Written request:
Please copy out the lines of the material, starting at its first line and ending at the line that contains "M 52 31 L 50", with both of those lines included.

(Outline items for labeled areas)

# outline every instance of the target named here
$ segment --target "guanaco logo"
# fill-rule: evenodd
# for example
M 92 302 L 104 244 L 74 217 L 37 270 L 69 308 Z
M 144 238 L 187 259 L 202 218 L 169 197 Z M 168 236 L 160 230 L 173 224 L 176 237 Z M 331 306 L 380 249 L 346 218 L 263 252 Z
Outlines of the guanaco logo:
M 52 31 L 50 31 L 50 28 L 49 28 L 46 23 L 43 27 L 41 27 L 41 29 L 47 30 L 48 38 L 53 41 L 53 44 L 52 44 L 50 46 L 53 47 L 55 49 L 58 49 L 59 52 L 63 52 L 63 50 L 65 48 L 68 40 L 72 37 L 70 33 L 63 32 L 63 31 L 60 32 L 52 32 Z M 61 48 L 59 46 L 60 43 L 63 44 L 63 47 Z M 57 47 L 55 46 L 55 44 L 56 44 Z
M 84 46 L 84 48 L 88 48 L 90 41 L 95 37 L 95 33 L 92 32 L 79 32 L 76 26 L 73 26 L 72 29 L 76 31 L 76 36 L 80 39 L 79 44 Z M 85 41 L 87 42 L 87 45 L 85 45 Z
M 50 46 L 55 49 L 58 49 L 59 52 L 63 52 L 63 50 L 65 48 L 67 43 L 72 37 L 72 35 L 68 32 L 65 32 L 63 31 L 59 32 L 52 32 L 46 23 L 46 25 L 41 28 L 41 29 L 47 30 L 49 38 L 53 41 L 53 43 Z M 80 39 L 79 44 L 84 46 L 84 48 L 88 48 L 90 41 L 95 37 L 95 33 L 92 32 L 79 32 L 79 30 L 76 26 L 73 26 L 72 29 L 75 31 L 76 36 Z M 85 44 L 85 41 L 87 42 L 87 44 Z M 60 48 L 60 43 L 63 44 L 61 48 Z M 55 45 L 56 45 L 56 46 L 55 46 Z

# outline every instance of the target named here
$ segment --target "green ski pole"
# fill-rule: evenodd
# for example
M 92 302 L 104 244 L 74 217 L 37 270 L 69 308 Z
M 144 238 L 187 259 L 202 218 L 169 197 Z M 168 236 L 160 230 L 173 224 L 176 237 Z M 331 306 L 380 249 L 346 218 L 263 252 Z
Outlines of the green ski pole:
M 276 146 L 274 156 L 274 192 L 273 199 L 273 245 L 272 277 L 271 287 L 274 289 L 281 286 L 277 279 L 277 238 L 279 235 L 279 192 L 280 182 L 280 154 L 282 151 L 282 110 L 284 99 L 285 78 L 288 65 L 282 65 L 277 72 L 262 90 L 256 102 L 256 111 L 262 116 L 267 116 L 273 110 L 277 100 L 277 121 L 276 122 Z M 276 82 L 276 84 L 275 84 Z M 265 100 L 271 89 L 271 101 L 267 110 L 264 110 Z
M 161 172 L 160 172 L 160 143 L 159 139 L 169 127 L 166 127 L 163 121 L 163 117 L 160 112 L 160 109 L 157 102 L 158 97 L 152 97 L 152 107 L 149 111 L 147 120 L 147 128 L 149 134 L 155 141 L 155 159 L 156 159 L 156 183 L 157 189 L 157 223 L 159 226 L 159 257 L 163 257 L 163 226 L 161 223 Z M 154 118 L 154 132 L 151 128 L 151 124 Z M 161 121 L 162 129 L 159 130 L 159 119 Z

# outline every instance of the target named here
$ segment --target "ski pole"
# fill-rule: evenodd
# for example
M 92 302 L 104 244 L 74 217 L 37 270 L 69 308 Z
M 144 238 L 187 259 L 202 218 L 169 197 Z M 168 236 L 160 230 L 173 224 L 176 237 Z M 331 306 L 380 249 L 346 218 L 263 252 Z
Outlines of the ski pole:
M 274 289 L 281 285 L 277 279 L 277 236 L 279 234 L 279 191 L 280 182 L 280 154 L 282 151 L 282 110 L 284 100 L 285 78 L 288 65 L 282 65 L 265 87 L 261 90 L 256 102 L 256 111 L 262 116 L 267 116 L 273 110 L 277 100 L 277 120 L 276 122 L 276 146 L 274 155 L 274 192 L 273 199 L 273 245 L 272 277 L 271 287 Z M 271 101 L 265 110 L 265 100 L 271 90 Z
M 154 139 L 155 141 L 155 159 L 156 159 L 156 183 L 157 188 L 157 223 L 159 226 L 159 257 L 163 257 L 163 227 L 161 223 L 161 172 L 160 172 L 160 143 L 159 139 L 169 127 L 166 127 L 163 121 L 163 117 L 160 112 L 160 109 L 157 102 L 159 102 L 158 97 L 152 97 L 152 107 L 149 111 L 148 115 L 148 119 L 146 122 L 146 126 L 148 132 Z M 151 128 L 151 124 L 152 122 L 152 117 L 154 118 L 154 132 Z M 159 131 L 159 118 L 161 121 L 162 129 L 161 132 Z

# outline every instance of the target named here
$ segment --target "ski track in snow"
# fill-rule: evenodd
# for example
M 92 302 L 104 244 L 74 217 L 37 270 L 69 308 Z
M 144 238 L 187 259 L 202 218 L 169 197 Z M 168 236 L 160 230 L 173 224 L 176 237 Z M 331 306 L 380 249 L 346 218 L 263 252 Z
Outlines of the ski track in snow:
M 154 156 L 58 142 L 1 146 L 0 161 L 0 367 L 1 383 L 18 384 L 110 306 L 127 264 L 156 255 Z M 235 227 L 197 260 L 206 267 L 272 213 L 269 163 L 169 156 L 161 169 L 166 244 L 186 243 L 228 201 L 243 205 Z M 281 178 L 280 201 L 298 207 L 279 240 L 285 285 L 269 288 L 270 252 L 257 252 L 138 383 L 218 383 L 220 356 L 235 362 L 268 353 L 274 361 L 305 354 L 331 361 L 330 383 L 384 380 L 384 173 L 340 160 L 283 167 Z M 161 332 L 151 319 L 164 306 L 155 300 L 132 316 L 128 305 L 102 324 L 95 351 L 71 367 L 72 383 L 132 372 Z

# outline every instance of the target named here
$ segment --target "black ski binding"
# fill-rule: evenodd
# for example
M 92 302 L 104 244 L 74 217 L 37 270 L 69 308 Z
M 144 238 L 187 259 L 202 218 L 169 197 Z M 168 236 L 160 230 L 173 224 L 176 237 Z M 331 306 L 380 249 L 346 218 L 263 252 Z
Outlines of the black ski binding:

Task answer:
# outline every instance of the target named here
$ segment --target "guanaco logo"
# fill-rule: evenodd
# for example
M 92 302 L 104 244 L 74 217 L 37 270 L 69 308 Z
M 144 238 L 187 259 L 202 218 L 169 197 Z M 168 236 L 160 230 L 173 224 L 176 237 Z M 331 306 L 380 249 L 346 218 L 263 252 Z
Outlines of the guanaco logo:
M 52 31 L 50 31 L 50 28 L 49 28 L 46 23 L 43 27 L 41 27 L 41 29 L 47 30 L 48 38 L 53 41 L 53 44 L 52 44 L 50 46 L 53 47 L 55 49 L 58 49 L 59 52 L 63 52 L 63 50 L 65 48 L 68 40 L 72 37 L 70 33 L 63 32 L 63 31 L 60 32 L 52 32 Z M 61 48 L 59 46 L 60 43 L 63 44 L 63 47 Z M 57 47 L 55 46 L 55 44 L 56 44 Z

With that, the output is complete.